··· DATA EXTRACTS
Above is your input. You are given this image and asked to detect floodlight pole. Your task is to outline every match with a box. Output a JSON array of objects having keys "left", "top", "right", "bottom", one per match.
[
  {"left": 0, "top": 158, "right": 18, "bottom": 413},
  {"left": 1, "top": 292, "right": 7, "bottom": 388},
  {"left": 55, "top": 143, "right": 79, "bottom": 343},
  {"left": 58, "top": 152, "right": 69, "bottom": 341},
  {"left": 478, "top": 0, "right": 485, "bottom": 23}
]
······
** ACTIVITY **
Every record is to be written out verbatim.

** EXERCISE SOLUTION **
Above is your input. You are given this image and asked to detect floodlight pole. Your task is to outline every match with a box. Output a JSON array of objects having keys "left", "top", "right", "bottom", one per match.
[
  {"left": 0, "top": 158, "right": 18, "bottom": 413},
  {"left": 1, "top": 292, "right": 7, "bottom": 388},
  {"left": 55, "top": 143, "right": 79, "bottom": 343},
  {"left": 58, "top": 152, "right": 69, "bottom": 341},
  {"left": 478, "top": 0, "right": 485, "bottom": 23}
]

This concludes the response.